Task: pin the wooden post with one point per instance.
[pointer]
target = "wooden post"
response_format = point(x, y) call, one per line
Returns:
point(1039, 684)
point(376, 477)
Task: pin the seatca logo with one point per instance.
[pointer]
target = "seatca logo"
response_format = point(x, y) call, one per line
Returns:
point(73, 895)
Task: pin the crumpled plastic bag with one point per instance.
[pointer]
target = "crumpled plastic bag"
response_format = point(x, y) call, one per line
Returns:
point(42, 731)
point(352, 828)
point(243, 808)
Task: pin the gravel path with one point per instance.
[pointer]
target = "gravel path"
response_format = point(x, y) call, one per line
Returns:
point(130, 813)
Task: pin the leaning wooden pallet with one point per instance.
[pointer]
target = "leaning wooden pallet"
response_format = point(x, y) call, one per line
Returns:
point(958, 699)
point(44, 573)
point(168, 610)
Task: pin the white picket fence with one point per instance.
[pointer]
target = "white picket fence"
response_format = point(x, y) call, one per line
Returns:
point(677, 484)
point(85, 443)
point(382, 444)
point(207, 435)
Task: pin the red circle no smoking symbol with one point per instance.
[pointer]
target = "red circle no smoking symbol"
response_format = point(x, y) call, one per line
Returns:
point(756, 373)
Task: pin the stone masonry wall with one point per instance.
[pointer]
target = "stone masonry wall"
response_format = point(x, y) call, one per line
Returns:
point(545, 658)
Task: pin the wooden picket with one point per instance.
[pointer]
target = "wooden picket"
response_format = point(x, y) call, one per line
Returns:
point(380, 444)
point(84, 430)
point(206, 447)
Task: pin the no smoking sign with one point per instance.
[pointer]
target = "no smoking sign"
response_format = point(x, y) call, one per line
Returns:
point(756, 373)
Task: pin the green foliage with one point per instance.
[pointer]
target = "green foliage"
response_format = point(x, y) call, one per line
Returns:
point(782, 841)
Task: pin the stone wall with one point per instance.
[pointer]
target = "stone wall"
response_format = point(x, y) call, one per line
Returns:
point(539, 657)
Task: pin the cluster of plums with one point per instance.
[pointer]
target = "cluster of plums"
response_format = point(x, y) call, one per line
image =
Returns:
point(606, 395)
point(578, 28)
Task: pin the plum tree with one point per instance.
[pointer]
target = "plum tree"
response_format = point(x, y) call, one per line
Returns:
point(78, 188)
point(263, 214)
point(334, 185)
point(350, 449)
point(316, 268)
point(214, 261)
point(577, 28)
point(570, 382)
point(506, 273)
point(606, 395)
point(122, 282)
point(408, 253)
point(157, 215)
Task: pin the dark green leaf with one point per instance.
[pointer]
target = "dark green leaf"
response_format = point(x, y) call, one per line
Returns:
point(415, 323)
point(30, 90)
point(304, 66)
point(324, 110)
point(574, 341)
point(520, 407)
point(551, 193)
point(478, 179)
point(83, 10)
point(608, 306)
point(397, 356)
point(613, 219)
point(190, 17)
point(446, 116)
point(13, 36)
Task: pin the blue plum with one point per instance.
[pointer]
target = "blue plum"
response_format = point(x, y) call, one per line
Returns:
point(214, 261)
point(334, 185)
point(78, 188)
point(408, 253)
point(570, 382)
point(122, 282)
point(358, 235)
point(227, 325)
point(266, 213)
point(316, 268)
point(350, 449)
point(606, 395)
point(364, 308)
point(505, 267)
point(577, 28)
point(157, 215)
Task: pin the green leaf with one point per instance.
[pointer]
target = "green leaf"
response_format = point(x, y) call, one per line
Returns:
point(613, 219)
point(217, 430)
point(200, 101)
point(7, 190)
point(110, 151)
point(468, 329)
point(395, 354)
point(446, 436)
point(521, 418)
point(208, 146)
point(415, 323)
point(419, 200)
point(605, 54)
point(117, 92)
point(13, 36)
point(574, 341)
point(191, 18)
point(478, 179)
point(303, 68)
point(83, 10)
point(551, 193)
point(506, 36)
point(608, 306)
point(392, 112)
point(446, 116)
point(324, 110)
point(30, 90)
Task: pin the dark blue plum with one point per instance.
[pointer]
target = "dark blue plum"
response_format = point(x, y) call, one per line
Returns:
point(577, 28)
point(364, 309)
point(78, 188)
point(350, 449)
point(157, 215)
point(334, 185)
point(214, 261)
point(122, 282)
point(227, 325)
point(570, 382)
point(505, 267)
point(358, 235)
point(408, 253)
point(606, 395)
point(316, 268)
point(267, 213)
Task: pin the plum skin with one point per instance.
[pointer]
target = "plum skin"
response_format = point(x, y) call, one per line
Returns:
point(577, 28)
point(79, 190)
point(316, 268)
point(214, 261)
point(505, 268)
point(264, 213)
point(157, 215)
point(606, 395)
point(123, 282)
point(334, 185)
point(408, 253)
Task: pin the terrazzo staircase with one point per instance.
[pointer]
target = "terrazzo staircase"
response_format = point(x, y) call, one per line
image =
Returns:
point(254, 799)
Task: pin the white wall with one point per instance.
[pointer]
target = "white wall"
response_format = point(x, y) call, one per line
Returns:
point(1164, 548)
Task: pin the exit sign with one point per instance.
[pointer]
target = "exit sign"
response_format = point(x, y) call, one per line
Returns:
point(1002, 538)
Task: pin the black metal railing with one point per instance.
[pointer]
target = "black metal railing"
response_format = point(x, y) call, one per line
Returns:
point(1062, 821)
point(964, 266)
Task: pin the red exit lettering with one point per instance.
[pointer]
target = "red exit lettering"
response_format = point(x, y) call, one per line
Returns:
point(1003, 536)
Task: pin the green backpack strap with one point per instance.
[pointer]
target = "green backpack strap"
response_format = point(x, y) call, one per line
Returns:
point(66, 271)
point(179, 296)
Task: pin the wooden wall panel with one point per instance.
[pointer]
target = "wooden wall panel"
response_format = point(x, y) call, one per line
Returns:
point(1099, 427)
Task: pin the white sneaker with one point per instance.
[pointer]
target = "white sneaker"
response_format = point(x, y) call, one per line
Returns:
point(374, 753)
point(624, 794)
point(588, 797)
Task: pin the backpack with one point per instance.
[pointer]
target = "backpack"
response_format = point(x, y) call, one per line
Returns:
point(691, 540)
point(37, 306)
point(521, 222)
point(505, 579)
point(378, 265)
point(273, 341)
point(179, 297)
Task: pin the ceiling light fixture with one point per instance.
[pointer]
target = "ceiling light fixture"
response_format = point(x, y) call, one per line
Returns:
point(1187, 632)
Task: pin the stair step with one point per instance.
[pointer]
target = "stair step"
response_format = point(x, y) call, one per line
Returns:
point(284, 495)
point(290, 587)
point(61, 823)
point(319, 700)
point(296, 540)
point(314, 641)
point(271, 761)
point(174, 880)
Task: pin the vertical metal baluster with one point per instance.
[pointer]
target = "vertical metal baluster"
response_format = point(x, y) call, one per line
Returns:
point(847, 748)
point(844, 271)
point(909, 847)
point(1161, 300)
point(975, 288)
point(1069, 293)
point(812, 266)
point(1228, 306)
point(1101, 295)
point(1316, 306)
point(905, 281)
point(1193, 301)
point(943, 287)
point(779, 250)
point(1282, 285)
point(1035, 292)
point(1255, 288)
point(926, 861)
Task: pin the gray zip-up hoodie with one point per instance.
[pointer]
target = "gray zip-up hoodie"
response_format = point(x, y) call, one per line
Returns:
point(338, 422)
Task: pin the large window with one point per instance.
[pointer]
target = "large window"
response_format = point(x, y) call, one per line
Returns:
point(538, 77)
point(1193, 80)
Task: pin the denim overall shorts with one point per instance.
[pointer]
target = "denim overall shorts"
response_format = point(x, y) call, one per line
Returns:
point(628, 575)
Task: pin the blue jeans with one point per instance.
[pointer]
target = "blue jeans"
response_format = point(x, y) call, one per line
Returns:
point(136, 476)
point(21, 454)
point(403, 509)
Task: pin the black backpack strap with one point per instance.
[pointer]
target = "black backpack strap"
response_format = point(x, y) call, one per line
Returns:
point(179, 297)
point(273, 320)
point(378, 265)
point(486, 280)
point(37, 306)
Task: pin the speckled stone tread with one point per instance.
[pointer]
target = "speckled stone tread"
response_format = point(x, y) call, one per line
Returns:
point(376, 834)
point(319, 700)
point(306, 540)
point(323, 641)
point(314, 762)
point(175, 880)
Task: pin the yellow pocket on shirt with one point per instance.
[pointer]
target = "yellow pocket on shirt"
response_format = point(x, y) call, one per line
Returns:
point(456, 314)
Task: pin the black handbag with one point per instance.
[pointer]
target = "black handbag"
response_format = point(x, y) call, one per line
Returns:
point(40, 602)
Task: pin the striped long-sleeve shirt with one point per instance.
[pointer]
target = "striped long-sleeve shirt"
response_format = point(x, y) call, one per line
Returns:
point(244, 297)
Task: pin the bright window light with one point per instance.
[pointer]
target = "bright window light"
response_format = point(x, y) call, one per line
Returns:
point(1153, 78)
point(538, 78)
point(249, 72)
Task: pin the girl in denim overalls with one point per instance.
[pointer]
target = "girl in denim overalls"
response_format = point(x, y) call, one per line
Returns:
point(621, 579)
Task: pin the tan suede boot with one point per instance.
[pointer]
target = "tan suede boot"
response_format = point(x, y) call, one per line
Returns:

________________

Requirement. In the lines above, find the word "handbag" and copy each line that contains it.

Response below.
Task: pin the black handbag with one point per instance.
target = "black handbag"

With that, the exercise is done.